Task to complete:
In the material below, identify each line bearing the word "target". Reproduce those lines.
################
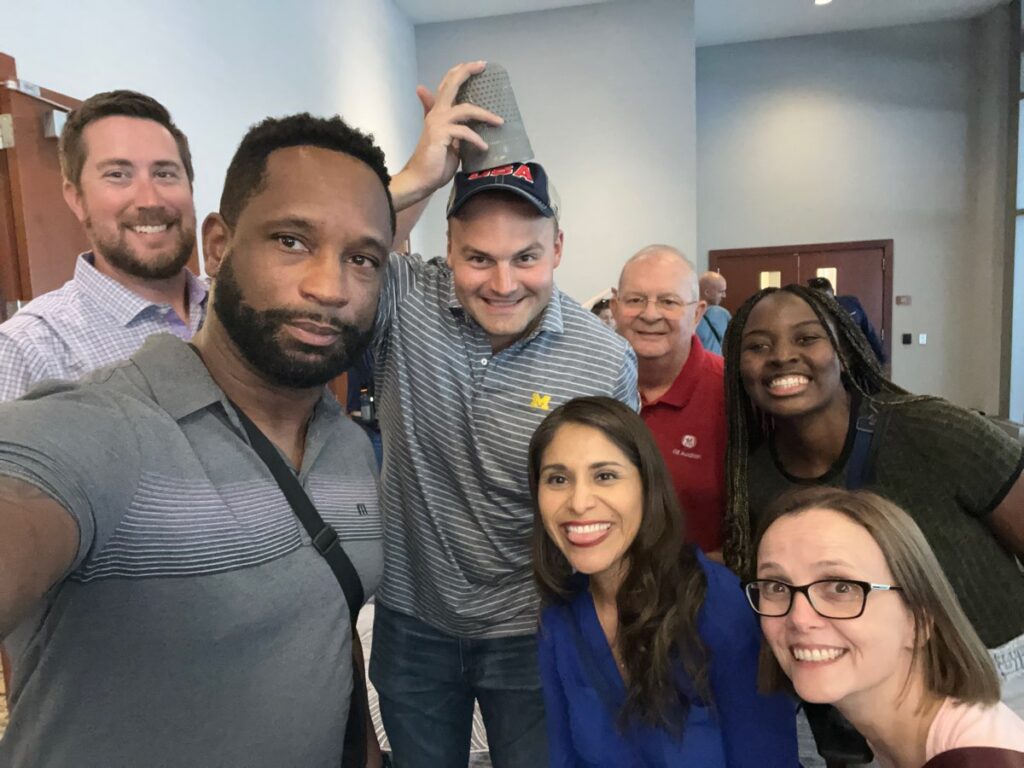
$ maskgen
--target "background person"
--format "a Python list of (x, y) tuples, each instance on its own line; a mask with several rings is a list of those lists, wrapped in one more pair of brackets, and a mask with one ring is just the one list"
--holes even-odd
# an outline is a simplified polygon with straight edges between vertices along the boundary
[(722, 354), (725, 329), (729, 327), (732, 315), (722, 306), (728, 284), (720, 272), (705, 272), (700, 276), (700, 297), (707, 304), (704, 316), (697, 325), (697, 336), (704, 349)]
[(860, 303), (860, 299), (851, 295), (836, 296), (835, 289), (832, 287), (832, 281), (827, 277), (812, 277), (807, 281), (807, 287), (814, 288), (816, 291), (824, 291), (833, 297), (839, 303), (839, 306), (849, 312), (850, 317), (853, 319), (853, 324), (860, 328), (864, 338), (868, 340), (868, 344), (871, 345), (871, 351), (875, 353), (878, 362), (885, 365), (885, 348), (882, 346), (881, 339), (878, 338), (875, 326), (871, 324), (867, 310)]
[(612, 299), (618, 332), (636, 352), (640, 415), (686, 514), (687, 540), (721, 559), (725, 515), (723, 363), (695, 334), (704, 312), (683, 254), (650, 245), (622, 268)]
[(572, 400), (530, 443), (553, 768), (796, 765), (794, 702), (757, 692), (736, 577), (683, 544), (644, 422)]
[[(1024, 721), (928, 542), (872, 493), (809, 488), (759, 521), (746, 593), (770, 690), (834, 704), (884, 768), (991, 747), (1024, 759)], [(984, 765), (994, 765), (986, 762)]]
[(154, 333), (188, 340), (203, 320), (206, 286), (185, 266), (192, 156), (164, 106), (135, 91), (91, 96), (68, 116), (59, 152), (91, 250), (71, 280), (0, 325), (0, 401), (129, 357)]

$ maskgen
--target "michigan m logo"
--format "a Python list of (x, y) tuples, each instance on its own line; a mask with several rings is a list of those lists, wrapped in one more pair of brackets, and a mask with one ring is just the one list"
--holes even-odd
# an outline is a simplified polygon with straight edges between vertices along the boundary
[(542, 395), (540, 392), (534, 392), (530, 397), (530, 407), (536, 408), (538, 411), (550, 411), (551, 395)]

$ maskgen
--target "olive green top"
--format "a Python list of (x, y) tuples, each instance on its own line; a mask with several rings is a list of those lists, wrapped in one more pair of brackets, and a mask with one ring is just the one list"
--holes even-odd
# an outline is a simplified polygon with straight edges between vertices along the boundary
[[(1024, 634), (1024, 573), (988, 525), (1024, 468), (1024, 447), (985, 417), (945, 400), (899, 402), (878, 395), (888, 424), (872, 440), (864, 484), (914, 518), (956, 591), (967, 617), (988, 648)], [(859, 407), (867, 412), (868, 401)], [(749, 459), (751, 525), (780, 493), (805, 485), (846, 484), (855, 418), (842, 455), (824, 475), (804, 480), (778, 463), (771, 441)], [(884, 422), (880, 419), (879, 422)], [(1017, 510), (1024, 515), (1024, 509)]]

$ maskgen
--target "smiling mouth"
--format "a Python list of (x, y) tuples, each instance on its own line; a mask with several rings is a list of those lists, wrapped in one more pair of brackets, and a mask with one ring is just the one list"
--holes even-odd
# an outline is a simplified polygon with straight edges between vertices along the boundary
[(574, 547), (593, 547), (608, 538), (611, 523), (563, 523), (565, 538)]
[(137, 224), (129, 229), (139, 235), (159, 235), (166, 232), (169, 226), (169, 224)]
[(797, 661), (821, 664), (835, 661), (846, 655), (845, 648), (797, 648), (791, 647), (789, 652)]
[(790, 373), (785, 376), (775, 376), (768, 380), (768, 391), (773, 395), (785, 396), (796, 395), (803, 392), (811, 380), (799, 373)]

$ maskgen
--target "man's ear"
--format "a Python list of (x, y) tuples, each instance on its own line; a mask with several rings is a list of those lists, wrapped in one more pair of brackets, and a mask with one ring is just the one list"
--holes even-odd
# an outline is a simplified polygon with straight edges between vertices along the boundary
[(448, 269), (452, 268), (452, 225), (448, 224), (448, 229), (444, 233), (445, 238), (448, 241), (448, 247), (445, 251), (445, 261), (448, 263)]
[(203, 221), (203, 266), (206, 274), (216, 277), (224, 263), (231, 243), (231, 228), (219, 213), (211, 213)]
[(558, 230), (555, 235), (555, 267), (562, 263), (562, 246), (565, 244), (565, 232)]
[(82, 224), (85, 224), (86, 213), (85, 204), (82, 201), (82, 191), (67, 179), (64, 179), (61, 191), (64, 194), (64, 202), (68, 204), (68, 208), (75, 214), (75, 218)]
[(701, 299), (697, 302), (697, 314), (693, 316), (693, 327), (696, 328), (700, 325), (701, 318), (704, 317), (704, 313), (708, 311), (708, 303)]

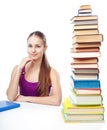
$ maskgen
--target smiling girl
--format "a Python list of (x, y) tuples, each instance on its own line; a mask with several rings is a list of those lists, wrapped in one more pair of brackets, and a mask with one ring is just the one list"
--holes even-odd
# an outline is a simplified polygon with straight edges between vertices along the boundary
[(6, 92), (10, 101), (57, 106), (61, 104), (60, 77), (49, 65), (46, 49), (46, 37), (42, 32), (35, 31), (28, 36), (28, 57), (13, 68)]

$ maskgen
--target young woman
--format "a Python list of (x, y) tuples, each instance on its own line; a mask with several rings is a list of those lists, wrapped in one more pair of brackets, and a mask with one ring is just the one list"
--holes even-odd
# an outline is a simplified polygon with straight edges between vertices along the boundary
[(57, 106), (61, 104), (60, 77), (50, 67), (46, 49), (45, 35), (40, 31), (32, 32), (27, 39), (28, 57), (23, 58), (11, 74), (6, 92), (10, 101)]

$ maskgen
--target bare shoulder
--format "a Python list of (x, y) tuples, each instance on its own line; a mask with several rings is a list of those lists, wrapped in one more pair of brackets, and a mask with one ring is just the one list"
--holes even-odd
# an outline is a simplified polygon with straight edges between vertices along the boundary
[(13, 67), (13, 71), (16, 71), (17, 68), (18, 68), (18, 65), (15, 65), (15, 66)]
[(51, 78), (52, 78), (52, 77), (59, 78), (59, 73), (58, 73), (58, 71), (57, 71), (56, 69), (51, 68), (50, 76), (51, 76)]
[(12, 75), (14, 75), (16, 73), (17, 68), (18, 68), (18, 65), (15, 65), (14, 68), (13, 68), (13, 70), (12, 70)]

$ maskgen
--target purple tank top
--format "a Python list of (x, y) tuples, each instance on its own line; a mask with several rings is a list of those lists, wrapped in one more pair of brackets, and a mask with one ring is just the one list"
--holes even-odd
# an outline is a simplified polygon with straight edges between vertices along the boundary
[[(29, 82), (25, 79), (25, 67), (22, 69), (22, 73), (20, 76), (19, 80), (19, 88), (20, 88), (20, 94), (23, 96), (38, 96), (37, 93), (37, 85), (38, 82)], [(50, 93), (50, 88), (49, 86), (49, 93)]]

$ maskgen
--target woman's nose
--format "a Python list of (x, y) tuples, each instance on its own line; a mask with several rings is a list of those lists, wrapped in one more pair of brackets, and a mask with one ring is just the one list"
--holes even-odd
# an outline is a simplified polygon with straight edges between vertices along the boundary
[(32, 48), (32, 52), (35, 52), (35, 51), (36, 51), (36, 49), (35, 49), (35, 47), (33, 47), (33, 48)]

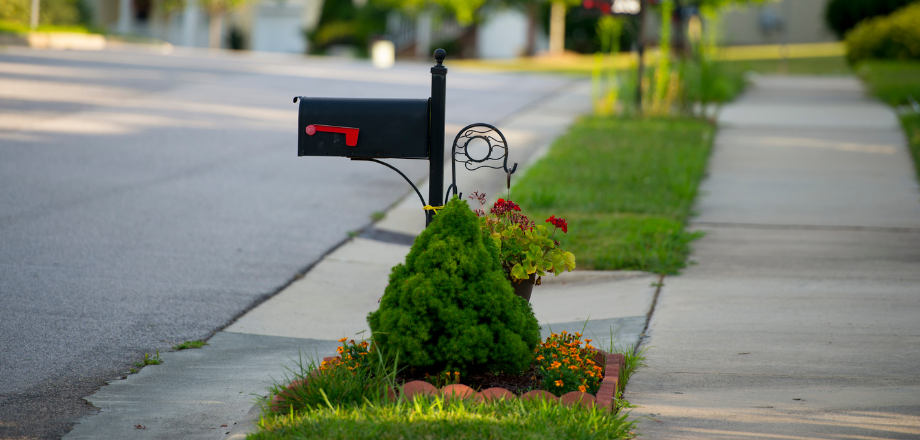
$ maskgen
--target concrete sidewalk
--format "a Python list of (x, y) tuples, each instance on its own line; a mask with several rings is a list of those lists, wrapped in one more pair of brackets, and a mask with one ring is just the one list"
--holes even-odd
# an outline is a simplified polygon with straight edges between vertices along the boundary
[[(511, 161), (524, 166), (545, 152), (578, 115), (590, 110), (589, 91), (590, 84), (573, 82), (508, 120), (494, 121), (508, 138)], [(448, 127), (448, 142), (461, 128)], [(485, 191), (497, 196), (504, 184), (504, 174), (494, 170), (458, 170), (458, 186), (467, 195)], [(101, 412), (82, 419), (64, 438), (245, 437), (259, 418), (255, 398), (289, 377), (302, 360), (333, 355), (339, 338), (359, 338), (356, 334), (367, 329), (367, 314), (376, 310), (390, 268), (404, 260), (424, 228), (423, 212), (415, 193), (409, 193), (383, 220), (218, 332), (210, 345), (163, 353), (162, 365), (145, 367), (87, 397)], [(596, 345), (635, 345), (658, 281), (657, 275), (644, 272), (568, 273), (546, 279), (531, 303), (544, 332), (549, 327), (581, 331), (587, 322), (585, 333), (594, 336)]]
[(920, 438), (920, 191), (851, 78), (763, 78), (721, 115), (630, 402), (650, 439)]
################
Reply:
--target "background person"
--target "michigan m logo"
--target "olive green top"
--target "smiling mouth"
--target "man's ear"
--target smiling girl
--target young woman
--target bare shoulder
--target purple tank top
--target woman's nose
--target concrete sidewalk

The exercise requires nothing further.